Teks yang Ditampilkan =>

────────

Soal Pajak Buat Bayar Utang, Prastowo Bantah Telah Rendahkan Pembayar Pajak
Pajak itu wajib, tapi gotong royong , yang tak mampu dibantu.
REPUBLIKA.CO.ID, JAKARTA -- Staf Khusus Menteri Keuangan Yustinus Prastowo menepis tudingan bahwa pemerintah zholim terhadap pembayar pajak, terkait dengan utang negara. Ia juga menegaskan pemerintah tidak semena-mena mengenakan pajak.
Prastowo menyampaikan klarifikasi itu di akun X untuk merespons sejumlah netizen yang menganggap pembayaran pajak mereka telah diabaikan oleh pemerintah.
"Awalnya, saya mengunggah kutipan dari Paus 'jangan pernah berhenti dan lelah menabur meski kita tak akan memanen'. Ini kutipan dari Bunda Teresa yang intinya ingin menekankan semangat kasih dan melayani tanpa batas sebagai ekspresi iman yang otentik. Berbuat baik karena itu baik, tanpa motif mendapat imbalan atau pujian," ujar Prastowo.

────────

Bahan Hasil Ekstraksi =>
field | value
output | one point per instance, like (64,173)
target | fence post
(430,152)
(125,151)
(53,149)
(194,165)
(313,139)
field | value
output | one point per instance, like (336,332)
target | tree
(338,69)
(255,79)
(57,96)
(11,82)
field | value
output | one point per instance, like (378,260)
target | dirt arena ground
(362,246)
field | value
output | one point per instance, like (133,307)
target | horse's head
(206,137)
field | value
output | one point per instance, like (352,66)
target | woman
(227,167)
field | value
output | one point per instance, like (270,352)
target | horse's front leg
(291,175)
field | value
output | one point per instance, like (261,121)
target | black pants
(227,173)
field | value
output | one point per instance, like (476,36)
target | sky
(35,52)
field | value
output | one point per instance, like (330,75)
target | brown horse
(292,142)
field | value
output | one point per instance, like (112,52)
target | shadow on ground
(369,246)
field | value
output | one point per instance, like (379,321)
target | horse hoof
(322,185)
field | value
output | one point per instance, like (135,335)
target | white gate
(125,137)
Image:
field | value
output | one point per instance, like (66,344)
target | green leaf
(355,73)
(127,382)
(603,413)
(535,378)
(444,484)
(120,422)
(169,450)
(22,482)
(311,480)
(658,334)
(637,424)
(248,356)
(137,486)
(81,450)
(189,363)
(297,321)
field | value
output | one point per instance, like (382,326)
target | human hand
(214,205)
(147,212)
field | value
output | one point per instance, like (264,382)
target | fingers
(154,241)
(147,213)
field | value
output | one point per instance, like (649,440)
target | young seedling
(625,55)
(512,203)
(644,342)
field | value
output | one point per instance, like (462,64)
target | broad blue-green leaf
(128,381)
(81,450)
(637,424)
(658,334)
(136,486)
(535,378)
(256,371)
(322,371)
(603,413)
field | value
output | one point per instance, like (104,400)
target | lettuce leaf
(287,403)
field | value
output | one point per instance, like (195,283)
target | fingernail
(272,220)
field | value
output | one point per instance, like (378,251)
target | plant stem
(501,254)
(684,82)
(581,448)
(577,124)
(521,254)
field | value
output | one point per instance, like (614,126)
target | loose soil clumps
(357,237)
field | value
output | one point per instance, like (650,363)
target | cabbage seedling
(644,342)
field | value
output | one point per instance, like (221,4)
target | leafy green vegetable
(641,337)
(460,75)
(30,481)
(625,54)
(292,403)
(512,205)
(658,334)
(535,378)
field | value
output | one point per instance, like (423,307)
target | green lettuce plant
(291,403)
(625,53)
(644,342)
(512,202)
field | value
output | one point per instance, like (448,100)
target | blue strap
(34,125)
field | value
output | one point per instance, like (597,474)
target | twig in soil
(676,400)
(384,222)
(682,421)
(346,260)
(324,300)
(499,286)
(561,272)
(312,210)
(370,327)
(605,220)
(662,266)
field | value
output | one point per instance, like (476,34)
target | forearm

────────

Tugas yang Dikerjakan =>
**a.** Ketik ulang bagian berita tentang Prastowo di atas, mulai dari "REPUBLIKA.CO.ID, JAKARTA -- Staf" sampai dengan "diabaikan oleh pemerintah.".
**b.** Menurut berita tentang Prastowo di atas, di mana Prastowo menyampaikan klarifikasinya?
**c.** Tuliskan lanjutan berita tentang Prastowo di atas, dimulai setelah kalimat terakhirnya.

Daftar Jawaban =>
**a.**
REPUBLIKA.CO.ID, JAKARTA -- Staf Khusus Menteri Keuangan Yustinus Prastowo menepis tudingan bahwa pemerintah zholim terhadap pembayar pajak, terkait dengan utang negara. Ia juga menegaskan pemerintah tidak semena-mena mengenakan pajak.
Prastowo menyampaikan klarifikasi itu di akun X untuk merespons sejumlah netizen yang menganggap pembayaran pajak mereka telah diabaikan oleh pemerintah.

**b.** Di akun X.

**c.**
Dari kicauan itu, kata ia, ada yang merespons, kira-kira berbunyi, “teruslah utang karena anak cucumu yang akan menanggung”.
Sinisme ini, menurut Prastowo, sah-sah saja meski keluar dari konteks awal. Terhadap respons ini ia menjelaskan serba ringkas. "Pertama-tama ingin mematahkan framing serba pesimis dan negatif, bahwa utang itu melulu beban dan akan memberatkan anak cucu," kata ia.
Prastowo tak menampik bahwa pemerintah membayar utang dari uang pajak. Pajak merupakan kontribusi wajib semua warganegara dan jenisnya banyak. "Saya Insya Allah cukup paham soal pajak ini meski bukan ahli. Karena tidak sedang membahas pajak secara spefisik, saya justru ingin menekankan aspek gotong royong melalui pajak ini," katanya.
Kedua, Prastowo menekankan kembali pajak dibayar oleh yang penghasilannya di atas PTKP (Pendapatan Tidak Kena Pajak). Hal yang ia maksudnya dalam kicauan ini adalah mengacu ke PPh.
"Untuk apa? Menegaskan negara tak semena-mena. Meski pajak itu wajib, tapi gotong royong, yang mampu bayar, yang tak mampu dibantu. Maka ada perlindungan berupa PTKP.," kata Prastowo.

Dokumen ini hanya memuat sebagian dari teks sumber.